> Dataset records
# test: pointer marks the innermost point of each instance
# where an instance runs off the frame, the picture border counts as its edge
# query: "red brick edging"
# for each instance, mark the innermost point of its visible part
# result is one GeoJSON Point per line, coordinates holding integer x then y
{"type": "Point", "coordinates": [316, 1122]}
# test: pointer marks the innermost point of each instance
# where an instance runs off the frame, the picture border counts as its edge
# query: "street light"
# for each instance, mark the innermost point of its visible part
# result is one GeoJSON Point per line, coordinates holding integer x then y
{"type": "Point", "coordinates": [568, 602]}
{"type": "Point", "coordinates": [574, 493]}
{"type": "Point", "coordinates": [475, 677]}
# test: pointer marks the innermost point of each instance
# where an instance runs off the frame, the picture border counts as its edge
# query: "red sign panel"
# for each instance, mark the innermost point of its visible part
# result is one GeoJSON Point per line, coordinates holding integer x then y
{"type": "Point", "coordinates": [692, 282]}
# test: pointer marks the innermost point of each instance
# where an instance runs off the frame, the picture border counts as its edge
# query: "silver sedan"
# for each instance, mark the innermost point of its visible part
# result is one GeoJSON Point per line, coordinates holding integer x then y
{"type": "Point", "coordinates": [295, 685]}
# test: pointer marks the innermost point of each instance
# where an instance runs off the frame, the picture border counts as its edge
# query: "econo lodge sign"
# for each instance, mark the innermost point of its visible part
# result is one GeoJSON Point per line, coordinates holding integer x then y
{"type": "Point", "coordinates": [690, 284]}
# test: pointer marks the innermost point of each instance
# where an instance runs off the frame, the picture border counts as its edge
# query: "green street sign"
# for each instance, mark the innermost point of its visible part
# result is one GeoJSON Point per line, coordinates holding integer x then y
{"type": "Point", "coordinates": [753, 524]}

> Problem statement
Please repeat the listing above in full and exactly.

> Output for this exercise
# test: pointer marks the innermost point of each instance
# where an instance runs off the frame, the picture border counts as its edge
# query: "red brick edging"
# for each instance, mark the innermost point of its visible part
# result is one GeoJSON Point per line, coordinates holding integer x then y
{"type": "Point", "coordinates": [316, 1122]}
# test: pointer marks the innermost point of each instance
# where an instance runs off the frame, the picture border counts as its edge
# query: "street light"
# for each instance, mark the innermost point of its visible part
# result is one GeoJSON Point per line, coordinates holding integer x then y
{"type": "Point", "coordinates": [568, 602]}
{"type": "Point", "coordinates": [574, 493]}
{"type": "Point", "coordinates": [475, 677]}
# test: pointer marks the innermost point of each instance
# where an instance runs off the frame, the picture border counts as its edge
# query: "red sign panel"
# for each instance, mark the innermost point of its visible part
# result is one GeoJSON Point per line, coordinates holding integer x then y
{"type": "Point", "coordinates": [692, 282]}
# test: pointer marks the innermost point of each instance
# where an instance runs off the frame, the picture border counts as its edge
# query: "silver sedan"
# for each instance, mark the innermost point of its visible part
# result is one GeoJSON Point per line, coordinates holding integer x then y
{"type": "Point", "coordinates": [295, 685]}
# test: pointer marks the innermost point of each instance
# where an instance runs off the frame, the picture border counts as its edge
# query: "econo lodge sign"
# for each instance, mark the innermost point of its visible part
# result is one GeoJSON Point per line, coordinates holding integer x then y
{"type": "Point", "coordinates": [690, 284]}
# test: pointer marks the innermost point of each instance
# where an instance runs off the frame, the picture border counts as its edge
# query: "green street sign"
# for each instance, mark the innermost point of its visible part
# result is one GeoJSON Point per line, coordinates holding integer x then y
{"type": "Point", "coordinates": [753, 524]}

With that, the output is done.